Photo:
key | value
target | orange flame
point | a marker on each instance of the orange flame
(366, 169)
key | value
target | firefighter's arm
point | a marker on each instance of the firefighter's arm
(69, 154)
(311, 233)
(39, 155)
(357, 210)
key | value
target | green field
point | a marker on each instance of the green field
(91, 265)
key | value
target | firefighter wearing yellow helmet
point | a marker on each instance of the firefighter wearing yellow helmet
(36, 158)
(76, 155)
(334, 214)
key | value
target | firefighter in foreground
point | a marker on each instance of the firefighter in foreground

============

Starting at the line that contains "point | a marker on each instance of the firefighter's", copy each line exactly through the end of the listing above. Include that first line and the last one, and add nothing.

point | a marker on each instance of the firefighter's arm
(69, 154)
(311, 233)
(39, 155)
(357, 210)
key | value
target | green field
point | a marker on each instance of the green field
(91, 265)
key | value
target | firefighter wearing yellow helmet
point | a marker on each instance of the firefighter wearing yellow helmet
(36, 158)
(76, 155)
(334, 214)
key | value
target | firefighter in foreground
point | a marker on each instance of the firefighter in foreground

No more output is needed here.